_TASK:_ Write out every single entry exactly.

_THE DATA:_
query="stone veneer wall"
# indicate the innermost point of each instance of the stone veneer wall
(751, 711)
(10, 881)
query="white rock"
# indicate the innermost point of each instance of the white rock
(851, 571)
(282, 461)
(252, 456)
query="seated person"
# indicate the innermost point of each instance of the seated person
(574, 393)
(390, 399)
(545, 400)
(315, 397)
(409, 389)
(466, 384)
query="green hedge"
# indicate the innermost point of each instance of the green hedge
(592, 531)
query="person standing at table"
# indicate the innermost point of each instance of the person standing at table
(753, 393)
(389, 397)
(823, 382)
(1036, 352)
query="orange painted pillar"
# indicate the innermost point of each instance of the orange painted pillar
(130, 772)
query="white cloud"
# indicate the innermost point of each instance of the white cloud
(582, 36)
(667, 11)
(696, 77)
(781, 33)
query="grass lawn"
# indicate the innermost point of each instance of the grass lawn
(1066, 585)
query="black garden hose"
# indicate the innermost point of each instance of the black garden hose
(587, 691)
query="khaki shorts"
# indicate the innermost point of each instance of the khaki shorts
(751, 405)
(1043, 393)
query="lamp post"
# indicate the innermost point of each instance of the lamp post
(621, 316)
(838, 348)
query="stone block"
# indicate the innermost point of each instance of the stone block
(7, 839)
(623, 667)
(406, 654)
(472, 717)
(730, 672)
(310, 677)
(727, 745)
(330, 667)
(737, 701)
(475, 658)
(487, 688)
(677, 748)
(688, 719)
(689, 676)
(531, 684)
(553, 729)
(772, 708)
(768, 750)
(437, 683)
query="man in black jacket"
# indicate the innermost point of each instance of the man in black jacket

_RESULT BELOW:_
query="stone veneer wall"
# indicate the innermost point of each instance of the stone veneer wall
(751, 711)
(10, 881)
query="white rock"
# indicate the innermost point of each instance of the white rock
(851, 571)
(282, 461)
(252, 456)
query="seated person"
# indicate the innermost point of each instance of the seated person
(574, 393)
(390, 399)
(545, 400)
(315, 397)
(409, 389)
(466, 384)
query="green hedge"
# indicate the innermost point of each instance of the green hedge
(592, 531)
query="person standing at table"
# indicate the innermost point of each instance of the person standing at table
(753, 393)
(389, 397)
(823, 382)
(1036, 352)
query="orange painted pillar"
# indicate the innermost point of each instance of the orange painted pillar
(130, 772)
query="white cloud"
# indicate the innermost point of each instance of the white cloud
(582, 36)
(667, 11)
(696, 77)
(781, 33)
query="grass lawn"
# indicate the innermost point of each instance of the grass lawn
(1066, 585)
query="black garden hose"
# indicate the innermost point of each instance of the black garden hose
(587, 691)
query="khaki shorts"
# indicate the innermost point of each instance of the khaki shorts
(751, 405)
(1043, 393)
query="lamp post"
# indicate the innermost point of each instance of the lamp post
(621, 316)
(838, 348)
query="stone block"
# indicate the innermost point of each instance of the stone block
(7, 839)
(623, 667)
(406, 654)
(472, 717)
(730, 672)
(310, 677)
(727, 745)
(330, 667)
(737, 701)
(475, 658)
(487, 688)
(677, 748)
(688, 719)
(689, 676)
(531, 684)
(553, 729)
(772, 708)
(768, 750)
(437, 683)
query="man in black jacket"
# indicate the innermost point of each instance of the man in black jacket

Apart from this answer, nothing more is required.